[Records from a dataset]
╔══

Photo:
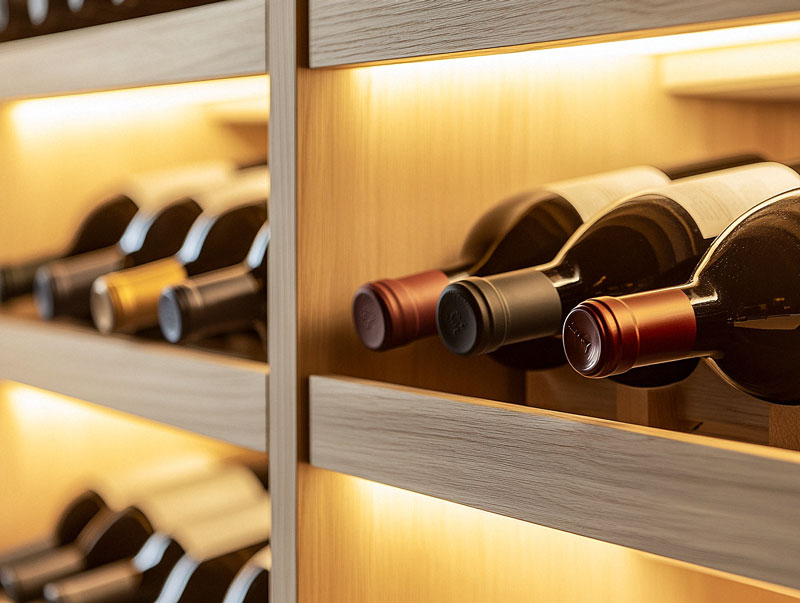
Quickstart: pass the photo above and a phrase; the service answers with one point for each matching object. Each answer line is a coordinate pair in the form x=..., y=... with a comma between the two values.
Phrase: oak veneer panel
x=703, y=403
x=222, y=39
x=285, y=420
x=207, y=394
x=53, y=447
x=345, y=32
x=733, y=508
x=766, y=71
x=395, y=162
x=366, y=542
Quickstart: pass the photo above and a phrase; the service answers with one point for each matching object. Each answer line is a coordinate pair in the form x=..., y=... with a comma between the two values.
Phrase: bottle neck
x=227, y=300
x=479, y=315
x=610, y=335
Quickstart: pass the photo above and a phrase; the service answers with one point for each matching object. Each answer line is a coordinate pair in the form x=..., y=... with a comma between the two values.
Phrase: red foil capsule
x=610, y=335
x=392, y=312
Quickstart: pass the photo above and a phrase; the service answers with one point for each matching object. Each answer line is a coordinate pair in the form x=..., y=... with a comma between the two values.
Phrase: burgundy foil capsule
x=610, y=335
x=392, y=312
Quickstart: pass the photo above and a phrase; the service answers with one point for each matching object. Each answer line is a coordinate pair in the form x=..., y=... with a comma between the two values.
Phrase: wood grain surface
x=54, y=447
x=765, y=71
x=395, y=163
x=285, y=418
x=703, y=403
x=368, y=30
x=222, y=39
x=205, y=393
x=729, y=508
x=367, y=542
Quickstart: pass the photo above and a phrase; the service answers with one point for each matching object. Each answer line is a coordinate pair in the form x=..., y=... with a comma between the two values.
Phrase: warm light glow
x=527, y=559
x=576, y=54
x=118, y=105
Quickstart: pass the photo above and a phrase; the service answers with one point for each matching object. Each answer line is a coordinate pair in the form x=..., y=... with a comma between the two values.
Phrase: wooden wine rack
x=378, y=168
x=384, y=168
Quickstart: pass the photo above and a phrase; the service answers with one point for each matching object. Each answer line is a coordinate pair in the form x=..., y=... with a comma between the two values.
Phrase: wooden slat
x=282, y=303
x=726, y=506
x=360, y=31
x=702, y=403
x=758, y=72
x=204, y=393
x=222, y=39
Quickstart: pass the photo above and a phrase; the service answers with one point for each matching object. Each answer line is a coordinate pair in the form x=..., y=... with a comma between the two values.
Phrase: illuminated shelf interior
x=221, y=39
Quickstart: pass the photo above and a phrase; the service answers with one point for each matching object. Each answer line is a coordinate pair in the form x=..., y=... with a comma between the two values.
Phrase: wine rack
x=385, y=164
x=222, y=39
x=379, y=164
x=188, y=389
x=597, y=478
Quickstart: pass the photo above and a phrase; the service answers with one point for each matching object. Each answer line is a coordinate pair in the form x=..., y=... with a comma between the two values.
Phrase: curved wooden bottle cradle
x=724, y=505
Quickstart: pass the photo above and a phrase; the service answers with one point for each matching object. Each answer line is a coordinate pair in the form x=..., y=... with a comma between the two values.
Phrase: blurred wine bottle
x=251, y=584
x=115, y=535
x=223, y=301
x=114, y=491
x=127, y=300
x=143, y=578
x=167, y=209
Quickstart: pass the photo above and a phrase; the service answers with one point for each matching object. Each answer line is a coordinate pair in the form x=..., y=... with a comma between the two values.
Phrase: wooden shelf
x=765, y=71
x=723, y=505
x=202, y=392
x=222, y=39
x=364, y=31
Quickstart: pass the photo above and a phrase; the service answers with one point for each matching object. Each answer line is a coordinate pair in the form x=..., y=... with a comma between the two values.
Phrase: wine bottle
x=113, y=492
x=51, y=16
x=525, y=230
x=223, y=301
x=102, y=227
x=109, y=536
x=114, y=535
x=115, y=10
x=647, y=241
x=740, y=310
x=251, y=584
x=215, y=554
x=127, y=300
x=69, y=524
x=168, y=208
x=14, y=20
x=142, y=578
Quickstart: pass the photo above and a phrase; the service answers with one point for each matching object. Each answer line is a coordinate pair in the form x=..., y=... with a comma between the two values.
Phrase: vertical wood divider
x=282, y=298
x=657, y=407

╚══

__Task directions__:
Reproduce the entire listing with each occurrence of "the service" replaced by "the endpoint" and no other changes. Leave the pictures out.

__Answer to this problem__:
Photo:
Quickstart: pass the photo above and a phrase; the endpoint answers with one point for each matching object. Each answer line is a coordinate pair in the form x=..., y=... with a comma between the two values.
Phrase: oak veneer panel
x=703, y=403
x=222, y=39
x=285, y=420
x=207, y=394
x=53, y=447
x=345, y=32
x=733, y=508
x=766, y=71
x=395, y=162
x=366, y=542
Quickstart: pass the photo above and a phrase; the endpoint answers with one point for each matching object. Each answer line is a coordinate pair in the form x=..., y=... with a comma between the two values.
Phrase: bottle neck
x=227, y=300
x=479, y=315
x=610, y=335
Quickstart: pass the photo above and a phrase; the endpoint answers with one point for each matching object. Each answer line is a coordinate pair in the form x=..., y=... with a comma between the two values.
Phrase: red foil capsule
x=610, y=335
x=392, y=312
Quickstart: pass the photo above and a phrase; the endpoint answers with one point for each matching object. Each answer line is a coordinate pair in the form x=..., y=... with a comma between the two values.
Phrase: burgundy foil capsule
x=610, y=335
x=392, y=312
Quickstart: pass the photo above and a phrase; the endpoint answers with one point for each matching object. Each answer line is a coordinate pair in the form x=..., y=... with a comma between the two values.
Phrase: wood grain surface
x=54, y=447
x=765, y=71
x=395, y=163
x=285, y=418
x=703, y=403
x=368, y=30
x=222, y=39
x=205, y=393
x=729, y=508
x=367, y=542
Quickstart: pass the photo above and a phrase; the endpoint answers with one point for each matching object. Each answer line is a coordinate pair in the form x=..., y=... with a comma between the two values.
Phrase: warm light glow
x=527, y=559
x=576, y=54
x=118, y=105
Quickstart: pass the photo above and a phrase; the endpoint answers with one point for each matching object. Each answer line is a coordinate pair in the form x=..., y=... with a comma between the two values.
Phrase: wooden wine rack
x=378, y=168
x=384, y=168
Quickstart: pass the photo above and a phrase; the endpoint answers with one point for each matching object. Each answer line is a coordinate pair in the form x=..., y=... with a comma between the two values.
Phrase: wooden slat
x=282, y=303
x=726, y=506
x=360, y=31
x=702, y=403
x=758, y=72
x=204, y=393
x=222, y=39
Quickstart: pass the photo above and a phrase; the endpoint answers with one point for each matching object. Each answer line is a coordinate pair in the form x=..., y=... with a comma between the two values.
Phrase: illuminated shelf interior
x=221, y=39
Quickstart: pass the photo above and a phrase; the endpoint answers with one point for each matching object. Each answer line is a coordinate pair in the form x=..., y=... with a comma between the two values.
Phrase: wine rack
x=385, y=164
x=222, y=39
x=379, y=164
x=188, y=389
x=597, y=478
Quickstart: pass the photo above and a phrase; the endpoint answers with one point for each matching object. Each answer line is a coordinate pair in the form x=..., y=... with a comma between the two values.
Phrase: curved wooden bottle cradle
x=724, y=505
Quickstart: pass the photo above and a phrase; the endpoint answers with one point for each matching object. Each answer line is a coordinate pair in the form x=..., y=... with a comma between the two values.
Phrase: blurred wine bottle
x=251, y=584
x=115, y=535
x=223, y=301
x=114, y=491
x=127, y=300
x=143, y=578
x=167, y=209
Quickstart: pass the photo above and a phrase; the endpoint answers with one point for each matching object. Each answer line is a coordinate pair in the form x=..., y=... with a comma between the two values.
Phrase: wooden shelf
x=765, y=71
x=723, y=505
x=202, y=392
x=222, y=39
x=364, y=31
Quickstart: pass the photo above and a phrase; the endpoint answers with one point for each matching object. Each answer line is a coordinate pair in the form x=..., y=... with a comma between the two values.
Phrase: wine bottle
x=113, y=492
x=51, y=16
x=525, y=230
x=223, y=301
x=102, y=227
x=109, y=536
x=114, y=535
x=115, y=10
x=647, y=241
x=740, y=310
x=251, y=584
x=215, y=554
x=127, y=300
x=69, y=524
x=168, y=208
x=14, y=20
x=142, y=578
Quickstart: pass the photo above and a phrase; the endpoint answers with one point for each matching object. Each answer line is a coordinate pair in the form x=..., y=... with a comma between the two values.
Phrase: vertical wood divider
x=282, y=298
x=657, y=407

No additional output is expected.